Can you render every item below as a two-column CSV headed text and answer, one row per item, with each field in quotes and its line breaks turned into spaces? Leave the pictures out.
┏━━
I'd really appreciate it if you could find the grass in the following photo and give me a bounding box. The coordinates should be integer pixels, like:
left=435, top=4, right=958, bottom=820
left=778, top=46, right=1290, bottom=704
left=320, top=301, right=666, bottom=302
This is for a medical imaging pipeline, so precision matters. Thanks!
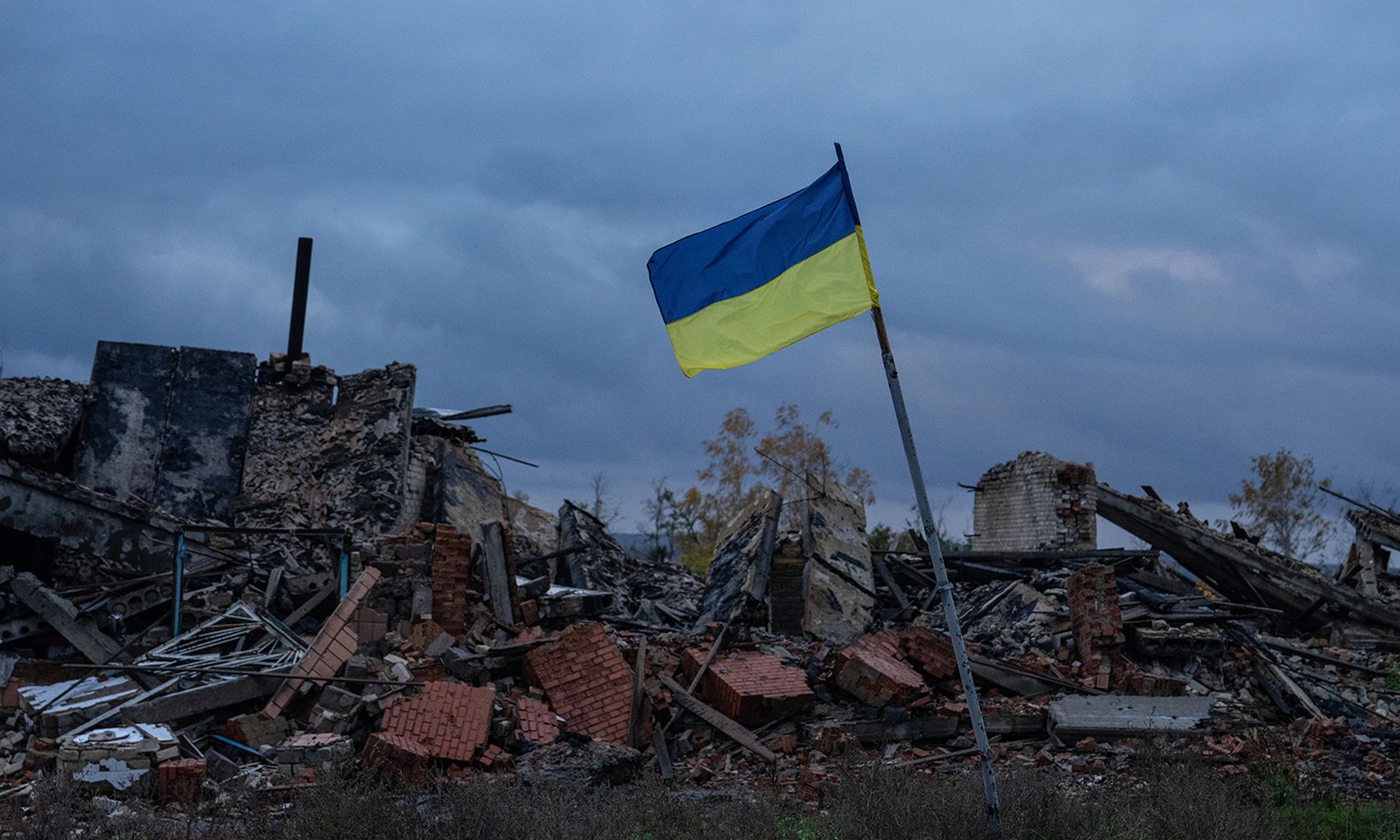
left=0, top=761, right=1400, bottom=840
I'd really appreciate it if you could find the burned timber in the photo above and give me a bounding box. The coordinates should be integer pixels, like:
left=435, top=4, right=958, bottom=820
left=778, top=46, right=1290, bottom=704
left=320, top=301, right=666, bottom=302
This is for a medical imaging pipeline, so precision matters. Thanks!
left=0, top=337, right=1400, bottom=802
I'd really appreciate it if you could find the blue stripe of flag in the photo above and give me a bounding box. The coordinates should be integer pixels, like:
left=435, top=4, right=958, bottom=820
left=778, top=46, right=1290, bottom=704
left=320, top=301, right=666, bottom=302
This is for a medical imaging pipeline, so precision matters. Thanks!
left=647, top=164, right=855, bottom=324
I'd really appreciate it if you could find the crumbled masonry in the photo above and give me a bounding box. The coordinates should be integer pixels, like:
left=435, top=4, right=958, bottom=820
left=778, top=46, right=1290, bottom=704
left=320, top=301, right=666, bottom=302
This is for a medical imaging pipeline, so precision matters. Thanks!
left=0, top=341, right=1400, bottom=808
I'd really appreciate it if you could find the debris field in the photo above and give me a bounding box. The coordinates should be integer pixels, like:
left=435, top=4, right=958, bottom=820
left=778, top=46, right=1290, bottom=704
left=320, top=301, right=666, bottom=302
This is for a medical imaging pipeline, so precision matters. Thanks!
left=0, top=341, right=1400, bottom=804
┗━━
RESPONSE TO THE TASK
text,answer
"I'd really appreciate it if you could find the grass in the following photo and give me a bounding box. The coordinates should be integer pixels, like: left=435, top=4, right=958, bottom=820 left=778, top=46, right=1290, bottom=704 left=320, top=301, right=666, bottom=302 This is for a medical imaging pipeline, so precision matters. Thanks!","left=0, top=761, right=1400, bottom=840"
"I'd really appreciate it if you could find the burned timber in the photo above and give me a bounding box. The coordinates should be integer pixels, like: left=435, top=4, right=958, bottom=820 left=778, top=46, right=1290, bottom=704 left=320, top=301, right=666, bottom=302 This is for a medical imaging pipeline, so precision matters. Thanks!","left=0, top=337, right=1400, bottom=802"
"I'd really appreciate it if you could find the blue stripe of flag in the photo above and give me a bounding box. The coordinates should be integer pixels, like: left=435, top=4, right=958, bottom=820 left=778, top=46, right=1290, bottom=704 left=320, top=301, right=666, bottom=302 This is for a medical imaging pipeline, so precision matters. Thanks!","left=647, top=164, right=855, bottom=324"
"I'd really appreciate it if you could find the crumbled masonry in the photo above and give me a bounding box. The coordinates should be integer pixels, like: left=435, top=4, right=958, bottom=820 left=778, top=46, right=1290, bottom=704 left=320, top=301, right=666, bottom=302 This is for a medical imaging pipeline, so precision matters. Thanks!","left=0, top=341, right=1400, bottom=808"
"I'd really appreciate it if you could find the debris field in the photo above and give me a bounding box. The coordinates should be integer pixels, like: left=435, top=4, right=958, bottom=820 left=778, top=46, right=1290, bottom=704 left=320, top=301, right=666, bottom=302 This is for a medical imaging pipeline, so precision matters. Thanks!","left=0, top=341, right=1400, bottom=804"